▶ _TASK ITEM_
Which lines of the records below contain the string "exact"? Pull out every such line, treating uppercase and lowercase as different.

[Records from a dataset]

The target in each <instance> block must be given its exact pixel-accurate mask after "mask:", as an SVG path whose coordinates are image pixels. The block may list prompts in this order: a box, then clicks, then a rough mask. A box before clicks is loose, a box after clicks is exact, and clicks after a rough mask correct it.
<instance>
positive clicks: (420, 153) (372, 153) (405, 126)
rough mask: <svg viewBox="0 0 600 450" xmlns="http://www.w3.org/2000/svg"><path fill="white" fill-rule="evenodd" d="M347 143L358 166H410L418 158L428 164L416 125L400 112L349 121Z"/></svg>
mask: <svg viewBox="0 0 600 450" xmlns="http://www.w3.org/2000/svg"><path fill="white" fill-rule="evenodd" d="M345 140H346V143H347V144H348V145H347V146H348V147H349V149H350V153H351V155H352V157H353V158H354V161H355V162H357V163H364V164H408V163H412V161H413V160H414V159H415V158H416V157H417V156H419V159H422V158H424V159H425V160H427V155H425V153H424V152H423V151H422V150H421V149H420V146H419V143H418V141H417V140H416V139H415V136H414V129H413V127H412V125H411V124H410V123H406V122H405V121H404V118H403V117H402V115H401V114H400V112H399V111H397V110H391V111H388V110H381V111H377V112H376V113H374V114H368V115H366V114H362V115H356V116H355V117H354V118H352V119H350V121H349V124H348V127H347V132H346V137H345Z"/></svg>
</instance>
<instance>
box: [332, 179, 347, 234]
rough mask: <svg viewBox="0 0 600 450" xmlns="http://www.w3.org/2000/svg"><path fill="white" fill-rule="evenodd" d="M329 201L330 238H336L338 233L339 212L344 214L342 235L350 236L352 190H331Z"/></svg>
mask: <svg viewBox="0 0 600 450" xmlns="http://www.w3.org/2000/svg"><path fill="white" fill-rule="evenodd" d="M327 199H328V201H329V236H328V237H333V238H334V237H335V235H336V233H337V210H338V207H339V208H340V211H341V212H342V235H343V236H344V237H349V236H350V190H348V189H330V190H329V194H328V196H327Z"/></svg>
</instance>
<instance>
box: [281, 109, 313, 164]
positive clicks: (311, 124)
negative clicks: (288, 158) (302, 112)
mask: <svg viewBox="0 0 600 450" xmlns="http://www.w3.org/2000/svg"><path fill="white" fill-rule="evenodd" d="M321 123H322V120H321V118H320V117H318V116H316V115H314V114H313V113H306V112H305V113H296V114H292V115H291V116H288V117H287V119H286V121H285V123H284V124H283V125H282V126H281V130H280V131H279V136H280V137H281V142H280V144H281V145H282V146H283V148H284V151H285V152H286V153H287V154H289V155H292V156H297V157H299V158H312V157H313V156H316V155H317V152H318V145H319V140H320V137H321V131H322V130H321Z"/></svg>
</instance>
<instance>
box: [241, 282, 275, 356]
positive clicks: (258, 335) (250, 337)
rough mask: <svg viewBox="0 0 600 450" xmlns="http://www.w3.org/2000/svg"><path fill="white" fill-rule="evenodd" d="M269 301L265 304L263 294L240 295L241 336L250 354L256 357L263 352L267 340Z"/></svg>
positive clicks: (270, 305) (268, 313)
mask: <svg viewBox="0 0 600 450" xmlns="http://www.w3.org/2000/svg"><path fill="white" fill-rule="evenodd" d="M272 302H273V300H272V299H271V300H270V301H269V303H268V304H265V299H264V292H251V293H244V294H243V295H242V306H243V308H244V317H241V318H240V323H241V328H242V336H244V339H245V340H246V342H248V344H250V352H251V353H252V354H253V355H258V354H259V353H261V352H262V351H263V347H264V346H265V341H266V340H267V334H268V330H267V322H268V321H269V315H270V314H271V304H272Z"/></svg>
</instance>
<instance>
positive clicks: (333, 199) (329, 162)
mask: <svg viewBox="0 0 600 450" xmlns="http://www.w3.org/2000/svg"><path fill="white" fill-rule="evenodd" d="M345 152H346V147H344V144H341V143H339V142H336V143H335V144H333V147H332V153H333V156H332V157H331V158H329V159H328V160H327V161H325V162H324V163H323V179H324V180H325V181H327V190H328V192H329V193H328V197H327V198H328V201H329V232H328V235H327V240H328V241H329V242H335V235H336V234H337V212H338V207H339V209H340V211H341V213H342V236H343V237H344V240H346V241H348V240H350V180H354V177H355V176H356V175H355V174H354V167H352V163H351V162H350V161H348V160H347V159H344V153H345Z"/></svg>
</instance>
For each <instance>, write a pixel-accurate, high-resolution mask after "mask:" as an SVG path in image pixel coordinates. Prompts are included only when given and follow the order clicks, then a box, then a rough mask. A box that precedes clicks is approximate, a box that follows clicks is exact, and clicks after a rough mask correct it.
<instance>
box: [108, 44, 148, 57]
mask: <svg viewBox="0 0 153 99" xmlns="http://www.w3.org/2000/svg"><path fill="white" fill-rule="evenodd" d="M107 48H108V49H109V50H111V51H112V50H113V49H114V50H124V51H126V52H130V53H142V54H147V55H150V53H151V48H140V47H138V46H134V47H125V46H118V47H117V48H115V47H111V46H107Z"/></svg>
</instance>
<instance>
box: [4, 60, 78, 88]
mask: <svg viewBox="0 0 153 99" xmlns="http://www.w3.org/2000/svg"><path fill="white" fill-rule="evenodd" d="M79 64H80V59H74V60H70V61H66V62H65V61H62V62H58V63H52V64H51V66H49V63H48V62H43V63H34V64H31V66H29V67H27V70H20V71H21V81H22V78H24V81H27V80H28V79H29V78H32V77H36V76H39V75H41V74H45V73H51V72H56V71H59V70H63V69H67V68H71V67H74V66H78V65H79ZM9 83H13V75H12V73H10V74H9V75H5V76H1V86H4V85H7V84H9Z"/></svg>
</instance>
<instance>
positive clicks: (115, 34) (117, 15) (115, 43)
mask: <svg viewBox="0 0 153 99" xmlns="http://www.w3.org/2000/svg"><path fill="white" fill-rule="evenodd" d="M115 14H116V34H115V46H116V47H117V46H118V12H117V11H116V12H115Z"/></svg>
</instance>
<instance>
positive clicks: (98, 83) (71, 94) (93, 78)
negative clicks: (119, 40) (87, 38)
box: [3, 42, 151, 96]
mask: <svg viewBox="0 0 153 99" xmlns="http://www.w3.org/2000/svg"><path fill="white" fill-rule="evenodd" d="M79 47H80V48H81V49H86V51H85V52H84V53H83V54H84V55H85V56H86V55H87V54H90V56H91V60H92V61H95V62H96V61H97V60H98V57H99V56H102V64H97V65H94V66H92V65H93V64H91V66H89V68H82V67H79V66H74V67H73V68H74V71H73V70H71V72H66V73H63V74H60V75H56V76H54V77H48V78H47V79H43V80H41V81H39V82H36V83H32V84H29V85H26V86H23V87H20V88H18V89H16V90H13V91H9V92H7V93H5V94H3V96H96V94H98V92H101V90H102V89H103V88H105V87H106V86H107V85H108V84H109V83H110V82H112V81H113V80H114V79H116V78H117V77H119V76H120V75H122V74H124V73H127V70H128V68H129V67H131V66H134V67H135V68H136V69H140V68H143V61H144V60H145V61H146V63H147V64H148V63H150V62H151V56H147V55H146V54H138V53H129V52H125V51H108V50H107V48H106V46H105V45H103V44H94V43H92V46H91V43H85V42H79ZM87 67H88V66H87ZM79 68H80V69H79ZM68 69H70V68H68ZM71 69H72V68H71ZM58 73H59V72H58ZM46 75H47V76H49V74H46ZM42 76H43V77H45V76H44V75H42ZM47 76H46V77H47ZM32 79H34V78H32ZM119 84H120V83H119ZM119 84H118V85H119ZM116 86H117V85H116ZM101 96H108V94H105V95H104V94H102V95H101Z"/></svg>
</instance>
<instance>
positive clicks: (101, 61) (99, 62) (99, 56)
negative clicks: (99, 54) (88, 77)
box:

▶ _RESPONSE_
The target in each <instance> block must be given its exact pixel-accurate mask after "mask:", as an SVG path whose coordinates are image pixels. The block may list prompts in this order: a box, then clicks, then a rough mask. A box before clicks is loose, a box after clicks is exact, and clicks after a rough mask correct it.
For each <instance>, write a pixel-accurate, high-resolution mask after "mask:" as an SVG path in image pixel coordinates. Prompts are included only when given and follow the order clicks, then a box, then a rough mask. A box that precedes clicks is approximate, a box that follows clicks is exact, and clicks after a rough mask correct it.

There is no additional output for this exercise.